Your goal:
Gather every line of the data below that contains the string "green", matching case exactly.

[Stored data]
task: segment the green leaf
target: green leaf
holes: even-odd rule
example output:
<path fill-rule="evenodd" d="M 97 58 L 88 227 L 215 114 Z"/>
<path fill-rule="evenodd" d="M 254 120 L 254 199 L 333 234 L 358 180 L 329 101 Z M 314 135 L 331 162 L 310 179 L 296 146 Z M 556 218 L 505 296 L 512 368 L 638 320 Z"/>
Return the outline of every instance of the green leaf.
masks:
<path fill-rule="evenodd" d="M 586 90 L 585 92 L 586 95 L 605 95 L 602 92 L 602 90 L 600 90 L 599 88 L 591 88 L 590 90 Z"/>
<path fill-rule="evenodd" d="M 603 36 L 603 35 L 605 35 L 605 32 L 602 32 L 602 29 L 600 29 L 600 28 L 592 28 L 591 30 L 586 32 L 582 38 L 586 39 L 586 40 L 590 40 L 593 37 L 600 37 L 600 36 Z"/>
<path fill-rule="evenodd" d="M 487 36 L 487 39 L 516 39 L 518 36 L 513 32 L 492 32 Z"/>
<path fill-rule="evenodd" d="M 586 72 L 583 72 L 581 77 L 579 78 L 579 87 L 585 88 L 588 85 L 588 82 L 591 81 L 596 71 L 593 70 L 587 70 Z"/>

Finished exercise:
task: segment the green leaf
target: green leaf
Return the outline of every instance of the green leaf.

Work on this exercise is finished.